- **AIM**
Quote each of the items below word for word, leaving out the pictures.

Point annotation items
* * *

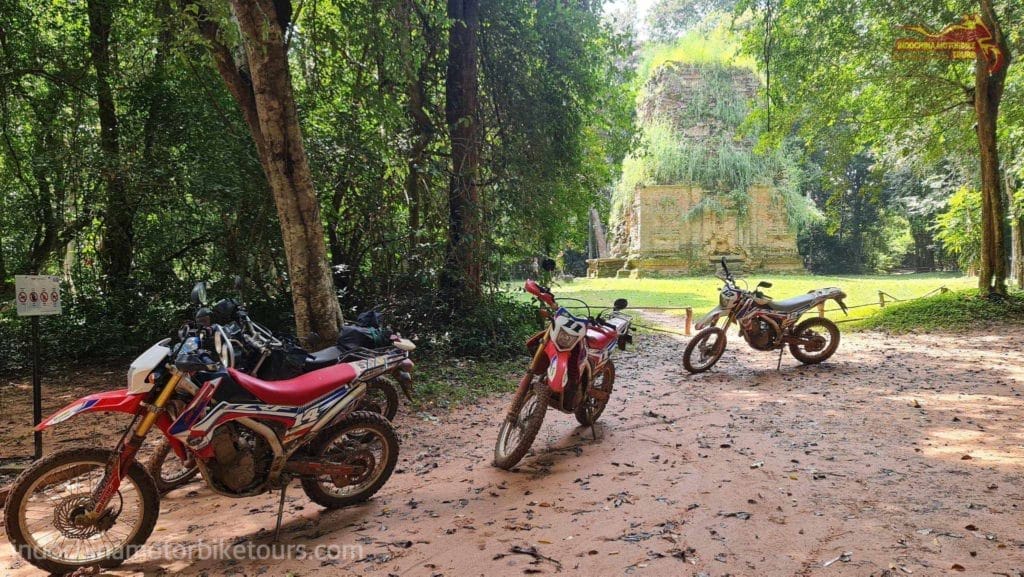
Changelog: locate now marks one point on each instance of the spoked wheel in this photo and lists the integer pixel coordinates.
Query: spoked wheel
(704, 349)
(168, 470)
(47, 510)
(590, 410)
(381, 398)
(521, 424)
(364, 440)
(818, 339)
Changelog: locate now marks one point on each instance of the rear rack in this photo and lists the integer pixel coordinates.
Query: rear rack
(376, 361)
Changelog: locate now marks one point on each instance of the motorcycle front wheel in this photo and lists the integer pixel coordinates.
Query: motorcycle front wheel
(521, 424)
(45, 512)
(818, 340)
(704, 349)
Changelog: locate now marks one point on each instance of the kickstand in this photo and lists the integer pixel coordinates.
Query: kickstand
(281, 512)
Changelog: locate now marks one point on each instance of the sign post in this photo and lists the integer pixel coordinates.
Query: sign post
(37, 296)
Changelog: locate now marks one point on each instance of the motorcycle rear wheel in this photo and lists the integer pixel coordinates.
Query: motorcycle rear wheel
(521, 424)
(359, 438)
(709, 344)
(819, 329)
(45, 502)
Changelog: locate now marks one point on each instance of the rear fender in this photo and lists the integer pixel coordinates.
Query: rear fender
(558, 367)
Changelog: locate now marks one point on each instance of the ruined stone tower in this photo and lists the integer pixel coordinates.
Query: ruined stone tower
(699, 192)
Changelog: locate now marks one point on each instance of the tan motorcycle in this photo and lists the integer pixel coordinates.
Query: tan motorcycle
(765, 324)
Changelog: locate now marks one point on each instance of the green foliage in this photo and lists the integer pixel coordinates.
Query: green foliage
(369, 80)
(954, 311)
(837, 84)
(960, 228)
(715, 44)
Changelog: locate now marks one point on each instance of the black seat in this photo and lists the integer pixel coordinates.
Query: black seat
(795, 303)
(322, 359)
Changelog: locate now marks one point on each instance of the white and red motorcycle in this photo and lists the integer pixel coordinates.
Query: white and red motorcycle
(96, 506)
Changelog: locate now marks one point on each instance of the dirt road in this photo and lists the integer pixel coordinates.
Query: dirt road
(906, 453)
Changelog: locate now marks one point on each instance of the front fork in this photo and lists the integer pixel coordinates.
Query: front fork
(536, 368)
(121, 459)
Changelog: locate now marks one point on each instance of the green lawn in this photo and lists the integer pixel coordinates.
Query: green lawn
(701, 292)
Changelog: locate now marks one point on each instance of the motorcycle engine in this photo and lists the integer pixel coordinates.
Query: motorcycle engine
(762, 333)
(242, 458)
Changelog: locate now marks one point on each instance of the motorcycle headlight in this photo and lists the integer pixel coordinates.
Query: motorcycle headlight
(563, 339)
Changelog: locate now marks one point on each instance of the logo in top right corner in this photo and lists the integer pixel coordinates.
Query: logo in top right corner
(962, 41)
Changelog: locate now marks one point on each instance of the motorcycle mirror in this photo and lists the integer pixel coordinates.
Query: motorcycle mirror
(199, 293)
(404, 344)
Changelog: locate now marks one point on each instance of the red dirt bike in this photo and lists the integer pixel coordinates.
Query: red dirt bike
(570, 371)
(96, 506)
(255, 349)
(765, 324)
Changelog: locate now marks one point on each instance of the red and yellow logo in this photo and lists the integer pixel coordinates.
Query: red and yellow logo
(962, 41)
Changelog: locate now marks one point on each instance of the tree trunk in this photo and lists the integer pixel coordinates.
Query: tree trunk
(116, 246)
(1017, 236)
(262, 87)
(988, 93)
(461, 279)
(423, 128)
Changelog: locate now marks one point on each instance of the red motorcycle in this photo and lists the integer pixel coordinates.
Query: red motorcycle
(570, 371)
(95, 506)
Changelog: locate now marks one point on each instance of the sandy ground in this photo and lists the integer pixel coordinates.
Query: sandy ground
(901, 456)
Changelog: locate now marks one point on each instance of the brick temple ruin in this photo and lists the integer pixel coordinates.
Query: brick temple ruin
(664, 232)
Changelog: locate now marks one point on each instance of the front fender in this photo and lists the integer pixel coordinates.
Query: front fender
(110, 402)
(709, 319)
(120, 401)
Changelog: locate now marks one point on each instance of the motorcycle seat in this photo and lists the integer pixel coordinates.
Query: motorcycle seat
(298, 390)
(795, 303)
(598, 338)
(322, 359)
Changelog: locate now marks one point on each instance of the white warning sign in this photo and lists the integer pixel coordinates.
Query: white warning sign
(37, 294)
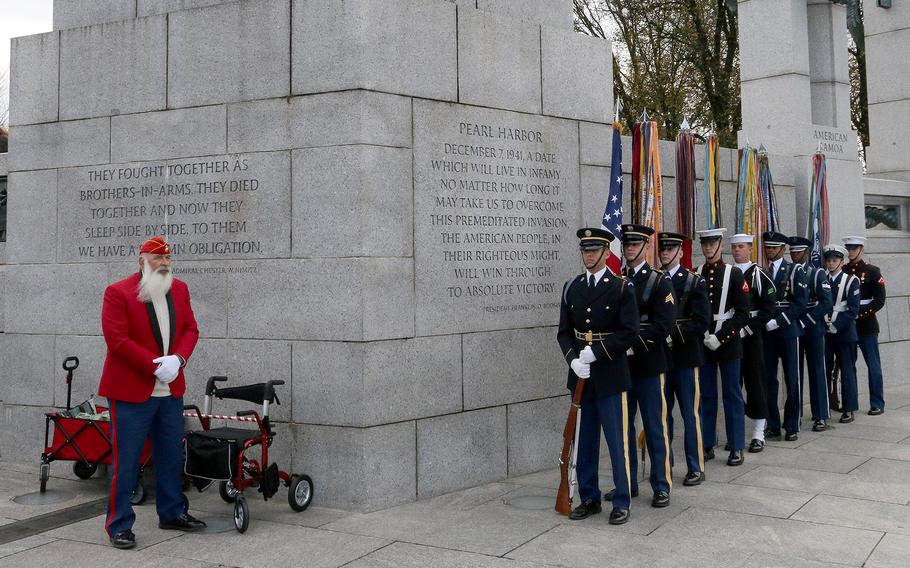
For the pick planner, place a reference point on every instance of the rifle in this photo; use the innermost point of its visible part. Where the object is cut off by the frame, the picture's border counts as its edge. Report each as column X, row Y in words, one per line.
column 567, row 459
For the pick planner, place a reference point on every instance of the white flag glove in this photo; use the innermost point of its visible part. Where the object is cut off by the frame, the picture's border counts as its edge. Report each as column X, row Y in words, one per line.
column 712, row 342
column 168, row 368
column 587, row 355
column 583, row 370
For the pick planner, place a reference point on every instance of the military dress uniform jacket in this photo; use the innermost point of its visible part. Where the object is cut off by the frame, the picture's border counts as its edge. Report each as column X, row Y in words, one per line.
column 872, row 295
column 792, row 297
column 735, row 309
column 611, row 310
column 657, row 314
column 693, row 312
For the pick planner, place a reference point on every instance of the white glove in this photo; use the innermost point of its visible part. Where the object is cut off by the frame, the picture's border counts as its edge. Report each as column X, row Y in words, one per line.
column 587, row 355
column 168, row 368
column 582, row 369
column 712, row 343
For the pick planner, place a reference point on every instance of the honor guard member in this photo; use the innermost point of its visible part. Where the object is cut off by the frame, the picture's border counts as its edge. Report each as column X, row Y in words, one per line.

* * *

- **TASK SOLUTION**
Changelog: locate now marks one point on each instance of the spoked wheel in this photo and lists the integer pixel coordinates.
Query: spoked wheel
(704, 349)
(168, 470)
(47, 510)
(590, 410)
(381, 398)
(521, 424)
(364, 440)
(818, 339)
Changelog: locate now marks one point on each instance of the rear rack in this photo and lists the integer pixel coordinates.
Query: rear rack
(376, 361)
Changelog: locate now marks one point on each instance of the motorcycle front wheel in this photo and lists the integer pixel coordinates.
Query: motorcycle front wheel
(521, 424)
(45, 512)
(818, 340)
(704, 349)
Changelog: locate now marks one point on each instance of the kickstand in this photo and lists the integer pixel coordinates.
Query: kickstand
(281, 512)
Changelog: locate now marks one point on each instance of the sign post in this photo and lists the integer pixel coordinates.
Query: sign post
(37, 296)
Changelog: locate now marks one point on each instance of the motorcycle rear wheel in this photo and lists the integer pixel coordinates.
Query: motorcycle rear wheel
(521, 424)
(359, 438)
(709, 344)
(819, 329)
(45, 502)
Changelog: locate now marks one point on each instance of the rear fender in this photo and lists the integer pixel coordinates.
Query: rear fender
(558, 367)
Changelog: locate now marks one point on each instance of the ruined stone tower in this photo and lists the integer pixel coordinates.
Query: ruined stone tower
(699, 192)
Changelog: locate now marks one point on each instance of the tan motorcycle in this photo and lists the integer pixel coordinates.
Query: tan motorcycle
(765, 324)
Changelog: locate now marks one point on each instance of the green foliage in this photo and lists the integer pixel coordinates.
Query: green foliage
(369, 80)
(954, 311)
(837, 84)
(960, 228)
(715, 44)
Changelog: locate now marks one point on each instance of the black seat in this photo and lists the integer pixel coordinates.
Query: black seat
(795, 303)
(322, 359)
Changelog: locate now marks one point on each instance of the white and red motorcycle in this photo and lists the integer pixel coordinates.
Query: white and red motorcycle
(96, 506)
Changelog: locate now marks one point on each instance of the dirt road in this photo and lists the integer pixel coordinates.
Query: dirt road
(906, 453)
Changelog: locate now marks one point on each instance of the front fork in this photo and lists the integer pixel coordinates.
Query: front fork
(536, 368)
(121, 459)
Changelog: locate now marks one point on each instance of the green lawn in this photo and lists the integer pixel coordinates.
Query: green lawn
(701, 292)
Changelog: locate now marks one point on each instance of the motorcycle engine in this photo and lists the integer pixel coordinates.
Query: motorcycle engine
(762, 333)
(242, 458)
Changelog: locate now marks one point on each instance of the motorcycle headlight in this photo and lists the integer pixel coordinates.
Query: motorcycle headlight
(563, 339)
Changelog: locate now marks one point on each instance of the logo in top right corner in this photo and lists the integer pixel coordinates.
Query: logo in top right corner
(962, 41)
Changelog: locate now marks one point on each instance of the motorcycle mirror in this photo and lists the integer pixel coordinates.
Query: motorcycle mirror
(199, 293)
(404, 344)
Changelog: locate now marks one point on each instance of the red dirt bike in this photo and lists the integer pixel coordinates.
Query: red dirt bike
(570, 371)
(96, 506)
(255, 349)
(765, 324)
Changelog: locate now marks one point on each instance of the red and yellow logo in this photo and lists the integer pixel coordinates.
Query: red and yellow logo
(962, 41)
Changelog: locate now marks one point on each instance of the tree trunk in this photo and lists the integer pixel coordinates.
Query: tree trunk
(116, 246)
(1017, 236)
(262, 87)
(988, 93)
(461, 279)
(423, 128)
Changelog: locate now marks one point on each instance of the red motorcycle in this photo and lists the integer pixel coordinates.
Query: red motorcycle
(570, 371)
(95, 506)
Changelog: locate now marks one point on each instance of the sandy ground in this photo and lists the integer pixel coordinates.
Query: sandy ground
(901, 456)
Changelog: locate now marks one point on each instance of the brick temple ruin in this photo and lists the integer pixel coordinates.
Query: brick temple ruin
(664, 232)
Changelog: locate now marks one point on each instance of the front fender in this photo and lists the integer pixel coordinates.
Query: front fender
(110, 402)
(709, 319)
(120, 401)
Changelog: locate now marks one point on each instance of the motorcycle seat in this photo and lists the integer pixel coordinates.
Query: motorcycle seat
(298, 390)
(795, 303)
(598, 338)
(322, 359)
Changelog: locate now marks one point on each instance of the white warning sign in this photo and lists the integer pixel coordinates.
Query: white warning sign
(37, 294)
For the pick planner, place a reference point on every instance of the rifle in this photo; use the innermost point of its visible part. Where the object is cut off by the frame, the picture's border counts as its edge. Report each as column X, row Y in words, one per line.
column 567, row 459
For the pick planner, place a reference point on every instance of the white flag glove in this photo; use the innermost point of its visible part. Where the object is cut off by the frame, the picture's border counts as its edge. Report each as column X, row Y in words, one per line.
column 712, row 342
column 168, row 368
column 587, row 355
column 583, row 370
For the pick planner, place a reference point on every instance of the military dress uniform jacket in this photo; use the innermost point of its visible part. Where the object is cut off by the frame, the picture's border counts as its edge. Report each as column X, row Y in words, one per line.
column 872, row 295
column 792, row 297
column 735, row 309
column 611, row 310
column 657, row 314
column 693, row 312
For the pick planner, place a reference point on every instance of the white glove in this photo; use the innermost point of its visible part. Where the object is cut off by the frame, the picture's border counts as its edge. Report each as column X, row Y in words, one per line.
column 587, row 355
column 168, row 368
column 582, row 369
column 712, row 343
For the pick planner, place a reference point on every instance of the honor guard member in this photo; use the innermost point of its visible part. Where the object is cut off by the frame, the picture's border counts as its edge. Report each as column X, row Y in words, one per line.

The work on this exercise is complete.